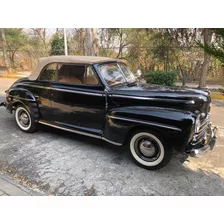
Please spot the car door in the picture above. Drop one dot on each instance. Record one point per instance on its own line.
(78, 99)
(41, 88)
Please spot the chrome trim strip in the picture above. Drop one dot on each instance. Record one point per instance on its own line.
(21, 98)
(146, 122)
(70, 130)
(115, 143)
(64, 90)
(154, 99)
(79, 132)
(78, 92)
(41, 87)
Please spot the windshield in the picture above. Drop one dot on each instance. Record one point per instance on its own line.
(116, 73)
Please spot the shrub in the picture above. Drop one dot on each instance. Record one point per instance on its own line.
(161, 78)
(222, 91)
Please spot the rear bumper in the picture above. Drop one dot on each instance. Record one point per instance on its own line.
(207, 143)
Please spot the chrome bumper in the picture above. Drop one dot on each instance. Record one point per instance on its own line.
(2, 104)
(207, 144)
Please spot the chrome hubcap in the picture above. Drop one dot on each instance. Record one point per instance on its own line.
(147, 148)
(24, 119)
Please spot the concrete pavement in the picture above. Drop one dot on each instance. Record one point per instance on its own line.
(9, 187)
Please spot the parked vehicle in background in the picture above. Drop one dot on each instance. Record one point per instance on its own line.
(99, 97)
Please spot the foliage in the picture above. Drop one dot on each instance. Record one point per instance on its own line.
(216, 49)
(15, 40)
(222, 91)
(161, 78)
(57, 44)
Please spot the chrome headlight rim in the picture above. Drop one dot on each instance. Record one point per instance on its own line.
(197, 124)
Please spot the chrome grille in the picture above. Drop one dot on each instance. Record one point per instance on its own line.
(202, 131)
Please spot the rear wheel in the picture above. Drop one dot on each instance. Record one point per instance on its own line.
(149, 150)
(24, 120)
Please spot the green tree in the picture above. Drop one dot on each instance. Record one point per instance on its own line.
(15, 39)
(215, 49)
(57, 44)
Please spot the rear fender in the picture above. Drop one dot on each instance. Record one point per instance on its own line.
(172, 124)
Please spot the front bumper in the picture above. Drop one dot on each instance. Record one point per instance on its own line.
(206, 144)
(2, 104)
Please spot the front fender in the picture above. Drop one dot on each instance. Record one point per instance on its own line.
(170, 123)
(15, 96)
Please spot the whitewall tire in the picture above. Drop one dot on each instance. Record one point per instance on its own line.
(149, 151)
(24, 119)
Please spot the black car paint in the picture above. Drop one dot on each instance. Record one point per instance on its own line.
(95, 109)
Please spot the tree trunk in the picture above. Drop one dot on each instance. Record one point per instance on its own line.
(88, 45)
(207, 40)
(95, 42)
(91, 42)
(4, 46)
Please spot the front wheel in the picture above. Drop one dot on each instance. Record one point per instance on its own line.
(149, 150)
(24, 120)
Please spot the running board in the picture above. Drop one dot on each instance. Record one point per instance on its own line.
(79, 132)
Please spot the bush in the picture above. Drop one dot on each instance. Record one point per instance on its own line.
(161, 78)
(222, 91)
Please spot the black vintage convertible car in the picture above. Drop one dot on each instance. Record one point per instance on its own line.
(99, 97)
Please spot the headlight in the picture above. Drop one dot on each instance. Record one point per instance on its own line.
(197, 124)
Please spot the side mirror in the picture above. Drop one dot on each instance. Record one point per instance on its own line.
(138, 73)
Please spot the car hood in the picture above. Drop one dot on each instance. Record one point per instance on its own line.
(175, 97)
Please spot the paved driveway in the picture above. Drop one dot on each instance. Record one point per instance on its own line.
(62, 163)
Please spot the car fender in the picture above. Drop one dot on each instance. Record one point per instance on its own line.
(170, 123)
(22, 96)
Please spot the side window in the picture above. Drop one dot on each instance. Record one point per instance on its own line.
(73, 74)
(90, 78)
(49, 73)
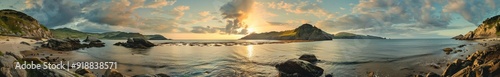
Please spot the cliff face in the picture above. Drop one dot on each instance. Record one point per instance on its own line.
(304, 32)
(16, 23)
(488, 29)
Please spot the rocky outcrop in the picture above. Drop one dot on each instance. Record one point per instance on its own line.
(16, 23)
(156, 37)
(301, 67)
(69, 44)
(136, 43)
(309, 57)
(488, 29)
(113, 73)
(304, 32)
(63, 45)
(479, 64)
(149, 75)
(298, 68)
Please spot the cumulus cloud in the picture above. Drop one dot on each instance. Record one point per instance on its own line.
(407, 17)
(54, 12)
(160, 3)
(101, 14)
(473, 11)
(236, 11)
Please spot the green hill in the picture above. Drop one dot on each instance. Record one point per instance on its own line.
(304, 32)
(15, 23)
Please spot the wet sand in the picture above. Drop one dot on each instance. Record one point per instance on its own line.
(422, 65)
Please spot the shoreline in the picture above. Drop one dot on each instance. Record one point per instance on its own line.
(424, 65)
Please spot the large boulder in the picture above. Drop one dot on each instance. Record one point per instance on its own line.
(298, 68)
(63, 45)
(113, 73)
(136, 43)
(7, 67)
(308, 57)
(91, 39)
(304, 32)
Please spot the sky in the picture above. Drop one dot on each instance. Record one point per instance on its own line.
(232, 19)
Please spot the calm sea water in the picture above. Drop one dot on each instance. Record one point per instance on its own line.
(339, 56)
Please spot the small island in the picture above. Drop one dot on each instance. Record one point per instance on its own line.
(304, 32)
(346, 35)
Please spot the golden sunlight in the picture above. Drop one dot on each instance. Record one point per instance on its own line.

WORK TO COMPLETE: Pictures in the data above should not be copied; transcribe everything else exactly.

THE SOLUTION:
Please spot the car door in the picture above. Drop one dot on each instance. Record one point per instance on its own line.
(78, 99)
(41, 88)
Please spot the chrome trim strip in the picture above. Drop one dot on each instance. Record one point per instance on its own line.
(21, 98)
(146, 122)
(70, 130)
(115, 143)
(64, 90)
(154, 99)
(79, 132)
(78, 92)
(41, 87)
Please spot the windshield in the picture above. Drop one dot on each instance. Record one point per instance on its own line.
(116, 73)
Please spot the shrub in the picture above. Drop one dot on each instance. Record one point per instance on its own line.
(161, 78)
(222, 91)
Please spot the rear bumper in the picture above. Drop one dot on each instance. Record one point per instance on its own line.
(207, 143)
Please spot the chrome bumper in the picture above. Drop one dot on each instance. Record one point per instance on its own line.
(2, 104)
(207, 144)
Please spot the chrome hubcap in the picture above. Drop one dot on each instance. Record one point per instance on its own line.
(147, 148)
(24, 119)
Please spot the concrete pavement in the picture above. Drop one dot on each instance. Record one point per instance on its own line.
(9, 187)
Please spot the parked vehicle in background in the picture above. Drop one dot on each instance. Record one point per instance on its own line.
(99, 97)
Please spot the foliage in the picture above. Drop one dot on each instance. Record one point per instance on its own line.
(216, 49)
(15, 40)
(222, 91)
(161, 78)
(57, 44)
Please spot the chrome headlight rim in the picture above. Drop one dot on each instance. Record one point per instance on its own line.
(197, 124)
Please spot the chrome grille in the picture above. Drop one dot on each instance. Record one point per instance on its own line.
(202, 131)
Please spot the rear wheel in the picture above. Drop one dot on each instance. Record one point per instance on its own line.
(149, 150)
(24, 120)
Please spot the green tree in the picture above. Drop one dot on each instance. Record one point per instance on its own line.
(15, 39)
(215, 49)
(57, 44)
Please spot the rear fender in the picture above. Drop one dot on each instance. Record one point per instance on its own line.
(172, 124)
Please spot the front bumper in the picture above. Drop one dot on each instance. Record one point per instance on its own line.
(206, 144)
(2, 104)
Please spot the front fender in the picture above. Drop one dot on each instance. Record one point per instance on its own line.
(170, 123)
(15, 96)
Please spot the whitewall tire in the picture above. Drop one dot on each instance. Record one point per instance on its own line.
(149, 151)
(24, 119)
Please spot the black car paint in the picture above. Drop one dot on each instance. Record one point per instance on its own line.
(95, 109)
Please spot the tree trunk in the picture above. Drop one dot on each instance. Record one point per instance on its own line.
(88, 45)
(207, 40)
(95, 42)
(91, 42)
(4, 46)
Please spot the front wheel in the picture above. Drop one dot on each instance. Record one point per instance on its own line.
(149, 150)
(24, 120)
Please spot the running board in the picture above. Drop one dot on each instance. Record one point per instance on its own line.
(79, 132)
Please spot the bush in the picture above. Drop one dot on each instance. Record one point per instance on its own line.
(161, 78)
(222, 91)
Please spot the black vintage convertible car in the picture above. Drop one dot on each instance. Record one point per instance on its own line.
(99, 97)
Please spot the headlight in the picture above. Drop one dot on each instance. Record one point per instance on its own line.
(197, 124)
Please spot the side mirror in the picture above. Drop one dot on each instance. Record one point per instance on its own line.
(138, 73)
Please spot the car hood in the picture above. Drop one dot on each instance. Record one point per instance on its own line.
(175, 97)
Please spot the paved driveway in the picture above. Drop one dot on each instance. Record one point per instance on its own line.
(62, 163)
Please spot the car fender in the picture above. Drop one dot on each instance. Record one point per instance on its own line.
(170, 123)
(22, 96)
Please spot the side window in the picture above. Drop one dot on each instance. Record one point per instance on its own line.
(73, 74)
(90, 78)
(49, 73)
Please spot the cliff face in the picture above. Drop one dot on each instance. Record one point per instance on its own line.
(304, 32)
(16, 23)
(488, 29)
Please spot the rocky outcrop in the picture above. Drop one dot on each instance. Record one point per instance on its own line.
(16, 23)
(156, 37)
(301, 67)
(69, 44)
(136, 43)
(309, 57)
(488, 29)
(113, 73)
(304, 32)
(63, 45)
(479, 64)
(149, 75)
(298, 68)
Please spot the cumulus cloud in the picture above. Drop one dot on each instance. Record one point per instance on its own line.
(407, 17)
(54, 12)
(160, 3)
(101, 14)
(473, 11)
(236, 11)
Please spot the green hill in the picture above. Drop one dot on each instance. Record one point per instance on its own line.
(304, 32)
(15, 23)
Please spot the wet sand in the picture above. Drop one dot on each instance. Record one point per instance on its own line.
(422, 65)
Please spot the shoreline in the picture above. Drop one dot on each instance. Record one point per instance on its own line.
(424, 65)
Please spot the large boulder in the picture above. Drop one dot on each instance. Record one point per instance on its own line.
(298, 68)
(63, 45)
(113, 73)
(136, 43)
(7, 67)
(308, 57)
(91, 39)
(304, 32)
Please spot the sky in the picture above. Drop one dot on each instance. Record one point per instance on its own line.
(232, 19)
Please spot the calm sea water in the picture above. Drop one dot on each instance. Record one point per instance on its own line.
(339, 56)
Please spot the small island in the picture above. Drop one dot on each instance. Record one point per instance on its own line.
(304, 32)
(346, 35)
Please spot the golden sunlight in the picture above. Drop one dot on each instance. Record one point per instance on its own line.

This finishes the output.